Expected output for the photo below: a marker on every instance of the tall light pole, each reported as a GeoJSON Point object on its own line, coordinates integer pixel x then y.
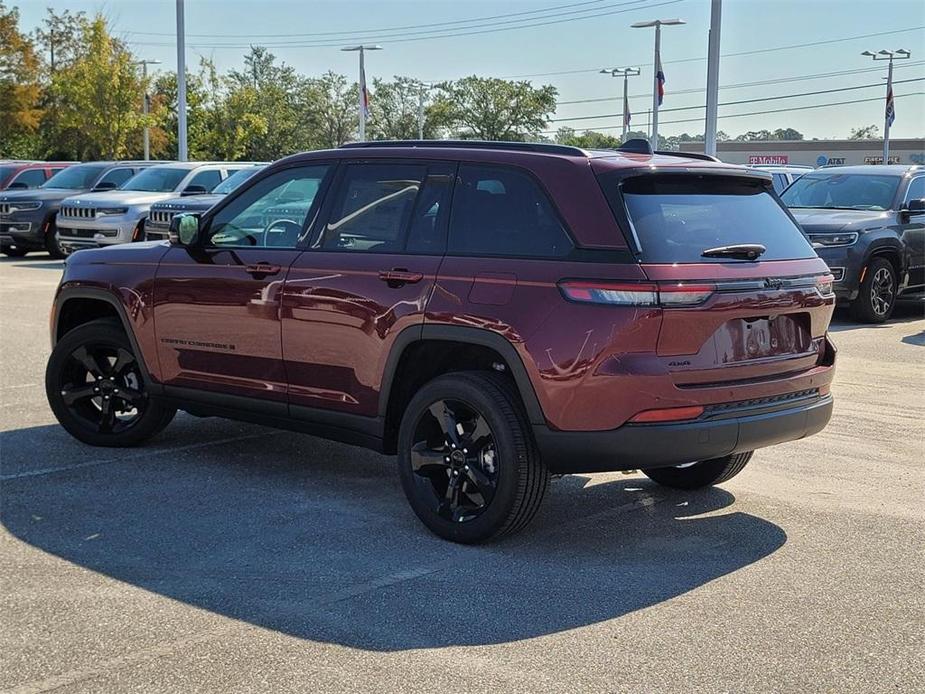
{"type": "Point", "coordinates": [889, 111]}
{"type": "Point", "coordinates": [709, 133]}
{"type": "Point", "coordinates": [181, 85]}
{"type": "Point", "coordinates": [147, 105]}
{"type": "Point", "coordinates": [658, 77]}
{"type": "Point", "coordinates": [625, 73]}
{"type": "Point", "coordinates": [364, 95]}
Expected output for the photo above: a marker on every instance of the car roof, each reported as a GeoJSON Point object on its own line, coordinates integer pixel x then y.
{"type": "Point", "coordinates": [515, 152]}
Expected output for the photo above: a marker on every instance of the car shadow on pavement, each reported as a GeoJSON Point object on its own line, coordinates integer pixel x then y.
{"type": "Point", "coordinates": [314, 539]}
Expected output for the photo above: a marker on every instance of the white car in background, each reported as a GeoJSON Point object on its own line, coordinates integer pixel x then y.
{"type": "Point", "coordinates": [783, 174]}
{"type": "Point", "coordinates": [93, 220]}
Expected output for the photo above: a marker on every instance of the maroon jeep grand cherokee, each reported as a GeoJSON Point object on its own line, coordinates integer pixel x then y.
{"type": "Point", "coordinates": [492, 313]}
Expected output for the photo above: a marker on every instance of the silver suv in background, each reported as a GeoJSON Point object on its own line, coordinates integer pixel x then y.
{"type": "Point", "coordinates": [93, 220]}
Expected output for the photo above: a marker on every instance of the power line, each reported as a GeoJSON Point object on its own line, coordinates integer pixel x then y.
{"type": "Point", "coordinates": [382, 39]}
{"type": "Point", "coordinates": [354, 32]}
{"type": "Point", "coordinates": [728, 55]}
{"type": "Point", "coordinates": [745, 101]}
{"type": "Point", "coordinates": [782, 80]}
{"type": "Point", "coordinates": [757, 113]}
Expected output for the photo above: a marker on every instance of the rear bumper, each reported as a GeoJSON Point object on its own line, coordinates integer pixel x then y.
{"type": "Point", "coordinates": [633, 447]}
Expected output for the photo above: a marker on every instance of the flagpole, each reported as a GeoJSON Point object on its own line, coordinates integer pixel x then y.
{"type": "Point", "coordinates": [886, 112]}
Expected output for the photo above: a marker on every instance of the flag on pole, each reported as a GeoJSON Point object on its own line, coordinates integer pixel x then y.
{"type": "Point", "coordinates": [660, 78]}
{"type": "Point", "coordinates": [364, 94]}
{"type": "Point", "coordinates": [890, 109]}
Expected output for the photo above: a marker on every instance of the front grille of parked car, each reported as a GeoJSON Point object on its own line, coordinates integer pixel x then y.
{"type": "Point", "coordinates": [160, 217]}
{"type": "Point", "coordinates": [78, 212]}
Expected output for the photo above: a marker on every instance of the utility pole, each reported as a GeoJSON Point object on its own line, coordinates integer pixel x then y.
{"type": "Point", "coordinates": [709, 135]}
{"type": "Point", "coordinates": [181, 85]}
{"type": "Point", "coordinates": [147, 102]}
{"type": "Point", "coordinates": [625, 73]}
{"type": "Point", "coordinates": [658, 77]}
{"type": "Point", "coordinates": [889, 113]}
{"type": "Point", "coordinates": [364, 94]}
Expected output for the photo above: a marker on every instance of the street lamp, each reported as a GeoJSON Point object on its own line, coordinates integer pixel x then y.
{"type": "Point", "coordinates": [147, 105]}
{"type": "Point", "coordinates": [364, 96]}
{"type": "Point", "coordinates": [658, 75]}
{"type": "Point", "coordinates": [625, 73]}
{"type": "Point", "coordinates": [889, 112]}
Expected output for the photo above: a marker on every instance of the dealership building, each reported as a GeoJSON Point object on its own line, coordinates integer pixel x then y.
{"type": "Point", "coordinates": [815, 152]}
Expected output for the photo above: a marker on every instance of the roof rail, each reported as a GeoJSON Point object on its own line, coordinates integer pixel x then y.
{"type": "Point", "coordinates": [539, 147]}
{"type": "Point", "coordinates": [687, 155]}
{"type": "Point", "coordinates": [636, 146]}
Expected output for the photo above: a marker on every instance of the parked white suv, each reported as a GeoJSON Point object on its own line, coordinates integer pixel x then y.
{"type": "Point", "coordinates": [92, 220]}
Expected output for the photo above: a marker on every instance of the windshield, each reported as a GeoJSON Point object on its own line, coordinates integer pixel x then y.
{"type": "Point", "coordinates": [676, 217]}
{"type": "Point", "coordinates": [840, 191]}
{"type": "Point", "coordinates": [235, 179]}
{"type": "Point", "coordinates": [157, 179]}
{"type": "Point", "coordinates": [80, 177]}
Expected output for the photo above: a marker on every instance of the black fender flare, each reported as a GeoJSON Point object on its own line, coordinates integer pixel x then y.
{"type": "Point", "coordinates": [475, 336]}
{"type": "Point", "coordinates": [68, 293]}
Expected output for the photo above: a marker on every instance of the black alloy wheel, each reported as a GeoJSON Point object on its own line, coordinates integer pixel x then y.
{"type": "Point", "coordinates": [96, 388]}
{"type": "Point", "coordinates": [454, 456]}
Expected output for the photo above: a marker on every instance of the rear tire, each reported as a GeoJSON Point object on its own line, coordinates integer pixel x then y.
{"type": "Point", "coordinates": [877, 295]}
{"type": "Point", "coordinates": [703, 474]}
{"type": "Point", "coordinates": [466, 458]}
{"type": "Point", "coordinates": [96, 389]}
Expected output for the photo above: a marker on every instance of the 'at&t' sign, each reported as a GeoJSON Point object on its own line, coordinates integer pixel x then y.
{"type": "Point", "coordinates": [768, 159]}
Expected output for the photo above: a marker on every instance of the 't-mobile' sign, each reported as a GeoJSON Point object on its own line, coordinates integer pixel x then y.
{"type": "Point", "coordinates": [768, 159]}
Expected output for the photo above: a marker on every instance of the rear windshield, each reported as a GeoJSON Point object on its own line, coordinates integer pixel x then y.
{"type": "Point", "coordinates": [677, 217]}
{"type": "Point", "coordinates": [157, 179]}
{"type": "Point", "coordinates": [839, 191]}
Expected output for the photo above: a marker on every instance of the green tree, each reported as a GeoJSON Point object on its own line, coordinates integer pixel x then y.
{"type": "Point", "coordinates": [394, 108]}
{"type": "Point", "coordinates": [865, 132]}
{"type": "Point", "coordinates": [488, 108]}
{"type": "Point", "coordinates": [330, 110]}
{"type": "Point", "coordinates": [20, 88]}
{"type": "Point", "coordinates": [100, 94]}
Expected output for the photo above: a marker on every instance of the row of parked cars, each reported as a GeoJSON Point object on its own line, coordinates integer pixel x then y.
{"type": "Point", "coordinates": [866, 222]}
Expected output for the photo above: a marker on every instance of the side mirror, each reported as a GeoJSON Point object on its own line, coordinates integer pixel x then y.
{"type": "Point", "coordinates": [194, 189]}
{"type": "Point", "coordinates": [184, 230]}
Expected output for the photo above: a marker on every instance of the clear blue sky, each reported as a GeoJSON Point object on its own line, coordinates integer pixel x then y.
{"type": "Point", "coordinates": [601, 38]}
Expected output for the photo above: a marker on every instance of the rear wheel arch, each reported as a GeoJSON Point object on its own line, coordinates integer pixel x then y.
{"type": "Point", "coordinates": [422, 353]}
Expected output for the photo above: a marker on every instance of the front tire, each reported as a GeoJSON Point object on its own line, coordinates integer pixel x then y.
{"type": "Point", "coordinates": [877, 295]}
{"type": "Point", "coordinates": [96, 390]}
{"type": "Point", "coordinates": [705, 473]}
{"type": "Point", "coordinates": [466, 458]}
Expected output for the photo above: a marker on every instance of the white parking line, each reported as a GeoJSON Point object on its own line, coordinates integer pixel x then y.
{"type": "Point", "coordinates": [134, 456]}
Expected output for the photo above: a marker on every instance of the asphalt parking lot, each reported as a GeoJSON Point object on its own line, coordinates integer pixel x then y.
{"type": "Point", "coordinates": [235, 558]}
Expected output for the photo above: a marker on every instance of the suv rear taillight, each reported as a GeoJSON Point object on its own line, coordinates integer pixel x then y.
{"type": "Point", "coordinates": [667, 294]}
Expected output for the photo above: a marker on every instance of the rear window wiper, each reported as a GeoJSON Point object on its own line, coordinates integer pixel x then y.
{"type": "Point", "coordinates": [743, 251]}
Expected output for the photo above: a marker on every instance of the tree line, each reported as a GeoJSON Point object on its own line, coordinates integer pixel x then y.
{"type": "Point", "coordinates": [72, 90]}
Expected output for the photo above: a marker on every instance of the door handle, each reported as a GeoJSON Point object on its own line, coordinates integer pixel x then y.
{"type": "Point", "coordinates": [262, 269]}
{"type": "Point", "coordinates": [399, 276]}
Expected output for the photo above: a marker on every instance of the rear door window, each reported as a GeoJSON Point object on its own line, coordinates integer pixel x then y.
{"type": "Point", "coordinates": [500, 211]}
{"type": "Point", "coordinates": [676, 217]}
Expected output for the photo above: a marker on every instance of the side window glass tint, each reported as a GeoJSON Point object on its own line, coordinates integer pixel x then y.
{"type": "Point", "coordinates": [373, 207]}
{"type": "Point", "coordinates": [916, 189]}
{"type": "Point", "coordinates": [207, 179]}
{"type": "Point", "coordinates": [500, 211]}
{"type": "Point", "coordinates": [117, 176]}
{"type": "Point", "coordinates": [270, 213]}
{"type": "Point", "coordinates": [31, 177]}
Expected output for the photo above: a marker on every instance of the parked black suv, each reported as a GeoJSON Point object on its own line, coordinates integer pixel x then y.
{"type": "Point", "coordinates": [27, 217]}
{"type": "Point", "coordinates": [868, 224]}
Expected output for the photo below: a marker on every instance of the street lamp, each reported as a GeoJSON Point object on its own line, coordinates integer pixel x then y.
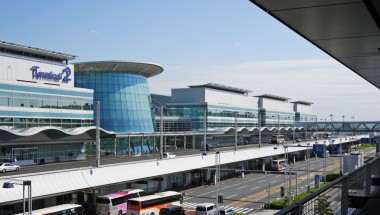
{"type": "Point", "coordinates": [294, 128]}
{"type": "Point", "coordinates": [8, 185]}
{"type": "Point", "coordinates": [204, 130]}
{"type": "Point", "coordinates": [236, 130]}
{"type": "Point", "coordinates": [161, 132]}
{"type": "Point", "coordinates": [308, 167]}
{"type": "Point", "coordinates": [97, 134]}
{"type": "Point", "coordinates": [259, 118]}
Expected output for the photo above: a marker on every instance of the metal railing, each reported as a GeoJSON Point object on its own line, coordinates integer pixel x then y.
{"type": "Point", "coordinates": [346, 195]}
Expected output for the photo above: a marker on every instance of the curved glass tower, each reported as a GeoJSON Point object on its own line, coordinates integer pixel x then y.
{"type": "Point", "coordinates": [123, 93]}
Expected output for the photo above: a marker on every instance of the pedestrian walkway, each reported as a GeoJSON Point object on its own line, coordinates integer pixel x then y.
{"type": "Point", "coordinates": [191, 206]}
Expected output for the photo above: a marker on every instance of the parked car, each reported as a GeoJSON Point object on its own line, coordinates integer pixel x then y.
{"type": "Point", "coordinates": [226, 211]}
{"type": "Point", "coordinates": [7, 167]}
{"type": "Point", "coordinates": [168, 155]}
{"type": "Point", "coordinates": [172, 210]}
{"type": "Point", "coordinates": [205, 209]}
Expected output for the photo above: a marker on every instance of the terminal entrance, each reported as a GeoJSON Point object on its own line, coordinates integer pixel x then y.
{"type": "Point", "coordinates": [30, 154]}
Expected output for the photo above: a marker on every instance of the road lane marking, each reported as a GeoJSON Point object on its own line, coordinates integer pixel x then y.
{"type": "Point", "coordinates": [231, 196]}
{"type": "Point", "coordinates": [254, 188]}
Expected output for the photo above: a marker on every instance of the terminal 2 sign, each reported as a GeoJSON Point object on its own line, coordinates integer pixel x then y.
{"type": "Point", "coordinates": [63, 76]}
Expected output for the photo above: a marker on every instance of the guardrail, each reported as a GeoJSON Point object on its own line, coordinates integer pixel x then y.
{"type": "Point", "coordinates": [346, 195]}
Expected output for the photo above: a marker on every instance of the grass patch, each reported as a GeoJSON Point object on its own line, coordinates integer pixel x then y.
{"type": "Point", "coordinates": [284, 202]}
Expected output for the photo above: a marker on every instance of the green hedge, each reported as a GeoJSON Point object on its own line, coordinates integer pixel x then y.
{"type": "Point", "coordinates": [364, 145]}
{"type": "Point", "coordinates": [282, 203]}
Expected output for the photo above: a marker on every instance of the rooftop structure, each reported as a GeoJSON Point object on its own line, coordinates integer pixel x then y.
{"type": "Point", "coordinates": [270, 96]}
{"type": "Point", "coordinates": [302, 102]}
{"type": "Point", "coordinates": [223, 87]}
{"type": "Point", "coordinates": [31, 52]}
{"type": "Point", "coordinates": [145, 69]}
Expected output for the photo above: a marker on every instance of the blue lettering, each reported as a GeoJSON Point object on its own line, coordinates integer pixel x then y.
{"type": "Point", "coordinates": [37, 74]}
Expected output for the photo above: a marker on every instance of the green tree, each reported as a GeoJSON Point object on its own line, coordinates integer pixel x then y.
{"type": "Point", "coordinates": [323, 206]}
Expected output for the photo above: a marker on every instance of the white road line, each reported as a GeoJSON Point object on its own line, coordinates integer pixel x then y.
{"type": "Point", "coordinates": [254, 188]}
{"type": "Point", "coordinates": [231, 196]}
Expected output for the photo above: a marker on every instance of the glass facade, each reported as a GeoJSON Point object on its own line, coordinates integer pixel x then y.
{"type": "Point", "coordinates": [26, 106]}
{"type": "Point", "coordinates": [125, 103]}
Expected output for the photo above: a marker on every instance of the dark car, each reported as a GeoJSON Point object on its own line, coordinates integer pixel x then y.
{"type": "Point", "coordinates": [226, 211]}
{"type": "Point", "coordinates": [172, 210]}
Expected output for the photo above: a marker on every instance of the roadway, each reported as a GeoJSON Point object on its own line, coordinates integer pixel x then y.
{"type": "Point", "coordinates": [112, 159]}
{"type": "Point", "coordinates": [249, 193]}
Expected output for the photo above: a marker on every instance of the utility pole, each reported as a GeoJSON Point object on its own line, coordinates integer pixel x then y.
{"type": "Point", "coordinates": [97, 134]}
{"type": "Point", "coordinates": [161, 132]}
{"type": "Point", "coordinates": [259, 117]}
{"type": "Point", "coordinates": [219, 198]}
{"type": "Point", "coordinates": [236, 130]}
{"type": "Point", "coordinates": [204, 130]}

_ _ _ _ _

**What you will do**
Using the material above, print word for word the lines from the one holding "the roadway, each" through the last line.

**Task output**
Expected output for the photo above: a marker on every instance of the roadway, each reported as a GeoJSON Point object on its own line, coordinates integer pixel x then y.
{"type": "Point", "coordinates": [112, 159]}
{"type": "Point", "coordinates": [249, 193]}
Expected output for the photo above: a marker on every instance of the utility pole, each reported as a GeoJSON Point object on its own line, coordinates integer pixel x then y.
{"type": "Point", "coordinates": [97, 134]}
{"type": "Point", "coordinates": [161, 132]}
{"type": "Point", "coordinates": [259, 117]}
{"type": "Point", "coordinates": [219, 198]}
{"type": "Point", "coordinates": [236, 130]}
{"type": "Point", "coordinates": [204, 130]}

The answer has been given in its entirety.